> [SOURCE]:
===============

In this episode I explore the fascinating area of behavioural economics and understand why do we act irrationally sometimes and make the mistakes we make in our decisions and behaviour.
Behavioural Economics incorporates psychology, behavioural science, neuro-science, sociology, politics, and law in examining economics. It can be understood as the psychology of decision making and how and why we make mistakes in the real world.
How Behavioural Economics evolved:
Traditional economics viewed the individual as homo economicus: that our behavior was fundamentally rational. This model failed to account for many irrational decisions that were made in economics.
The four problems in decision making:
When we make a decision there are four things that stop us being completely rational:
- Cognitive problems (biases, heuristics, effects)
- Time problems (the time we have impacts our decisions)
- Emotional problems (emotions have an impact)
- Framing problems (the presentation of information impacts decisions)
Bounded Rationality suggests we are rational up to a point given the constraints of these problems we face.
Satisificing means that we make the best possible decisions we can given the information we have at our disposal and given these problems.
We use two systems in thinking. An automatic one and a deliberate one. System one (the automatic one) tends to be the most popular as it uses little energy and is right most of the time. It is also where we make most mistakes. System two requires much more energy and time but is more accurate.
Models of Decision Making:
Value lies heart of decision making.
Old idea was that positive value is pleasure and negative value is pain.
The Utility model suggests we decide based upon psychological value. This would change based upon the persons circumstance.
In 1979, Kahneman and Tversky published Prospect Theory: An Analysis of Decision Under Risk,
Choices are evaluated using principles such as:
- Loss Aversion: We are more scared to lose than we are happy to win.

===============

> [SUPPLIED RECORDS]:
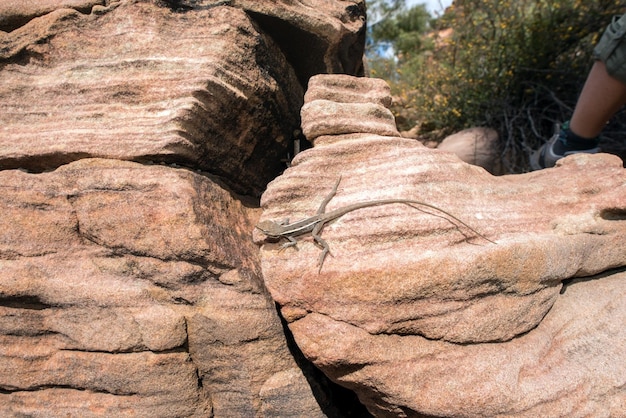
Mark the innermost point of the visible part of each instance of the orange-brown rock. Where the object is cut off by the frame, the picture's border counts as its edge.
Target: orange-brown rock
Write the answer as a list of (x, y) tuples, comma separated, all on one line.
[(130, 288), (421, 315), (134, 290), (198, 85), (476, 146)]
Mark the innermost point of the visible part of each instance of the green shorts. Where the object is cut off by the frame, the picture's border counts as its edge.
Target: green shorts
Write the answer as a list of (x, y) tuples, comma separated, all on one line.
[(612, 48)]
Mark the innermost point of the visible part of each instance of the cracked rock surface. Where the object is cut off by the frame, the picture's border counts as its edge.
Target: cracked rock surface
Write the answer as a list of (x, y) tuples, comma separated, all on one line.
[(420, 315), (130, 289), (135, 139)]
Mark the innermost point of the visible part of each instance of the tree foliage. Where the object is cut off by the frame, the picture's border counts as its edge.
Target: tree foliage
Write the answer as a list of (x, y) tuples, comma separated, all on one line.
[(516, 66)]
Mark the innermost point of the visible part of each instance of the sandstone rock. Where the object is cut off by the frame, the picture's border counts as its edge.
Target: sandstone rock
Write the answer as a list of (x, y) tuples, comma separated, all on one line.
[(365, 112), (16, 13), (419, 314), (136, 84), (476, 146), (134, 290)]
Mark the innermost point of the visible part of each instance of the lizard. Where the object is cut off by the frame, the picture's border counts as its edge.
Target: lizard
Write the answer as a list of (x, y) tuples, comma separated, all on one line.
[(274, 231)]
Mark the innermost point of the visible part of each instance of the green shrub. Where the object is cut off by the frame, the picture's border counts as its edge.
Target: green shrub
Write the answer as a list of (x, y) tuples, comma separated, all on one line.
[(516, 66)]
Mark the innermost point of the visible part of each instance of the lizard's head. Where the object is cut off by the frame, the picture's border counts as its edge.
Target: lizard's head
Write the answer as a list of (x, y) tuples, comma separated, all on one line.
[(269, 228)]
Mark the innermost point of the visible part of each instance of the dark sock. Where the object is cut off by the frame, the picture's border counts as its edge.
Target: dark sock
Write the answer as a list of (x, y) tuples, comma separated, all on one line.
[(569, 141)]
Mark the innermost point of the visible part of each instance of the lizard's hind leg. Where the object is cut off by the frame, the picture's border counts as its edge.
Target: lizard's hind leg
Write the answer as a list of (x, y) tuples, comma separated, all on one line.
[(320, 242)]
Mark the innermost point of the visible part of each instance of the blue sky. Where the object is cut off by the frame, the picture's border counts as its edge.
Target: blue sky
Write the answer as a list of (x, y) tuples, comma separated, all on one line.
[(433, 6)]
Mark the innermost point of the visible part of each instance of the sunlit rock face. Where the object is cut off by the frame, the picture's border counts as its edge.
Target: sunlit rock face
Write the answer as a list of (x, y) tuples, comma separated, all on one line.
[(129, 132), (507, 299)]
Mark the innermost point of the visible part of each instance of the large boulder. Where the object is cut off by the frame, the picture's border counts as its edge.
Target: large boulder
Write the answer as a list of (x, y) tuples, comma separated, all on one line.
[(202, 86), (134, 290), (129, 130), (507, 300)]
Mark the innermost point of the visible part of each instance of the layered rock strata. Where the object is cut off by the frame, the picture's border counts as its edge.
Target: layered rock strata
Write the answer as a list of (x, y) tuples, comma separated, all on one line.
[(420, 314), (129, 285)]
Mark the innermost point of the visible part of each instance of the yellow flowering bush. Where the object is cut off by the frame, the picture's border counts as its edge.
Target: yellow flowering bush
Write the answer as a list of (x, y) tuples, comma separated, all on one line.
[(514, 65)]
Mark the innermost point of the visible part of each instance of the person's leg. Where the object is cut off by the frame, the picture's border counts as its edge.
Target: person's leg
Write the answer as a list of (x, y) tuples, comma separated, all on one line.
[(602, 96)]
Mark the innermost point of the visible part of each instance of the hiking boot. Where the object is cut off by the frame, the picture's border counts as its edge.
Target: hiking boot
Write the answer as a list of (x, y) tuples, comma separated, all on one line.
[(553, 150)]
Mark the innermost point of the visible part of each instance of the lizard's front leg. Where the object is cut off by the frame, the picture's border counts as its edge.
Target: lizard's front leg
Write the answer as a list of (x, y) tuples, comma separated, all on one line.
[(292, 242), (321, 242)]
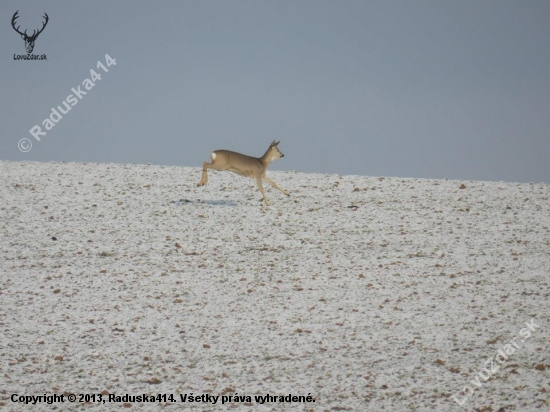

===============

> [WHAT TO WORK ON]:
1: Rewrite the part of the behavioral economics text from "In this episode" up to and including "decisions and behaviour.", replacing "fascinating" with "intriguing".
2: According to the behavioral economics text, why does system one tend to be the most popular of the two thinking systems? Answer in one to three sentences.
3: In what year, according to the behavioral economics text, did Kahneman and Tversky publish Prospect Theory?

> [ANSWERS TO EACH TASK]:
1:
In this episode I explore the intriguing area of behavioural economics and understand why do we act irrationally sometimes and make the mistakes we make in our decisions and behaviour.

2: System one tends to be the most popular because it uses little energy and is right most of the time.

3: 1979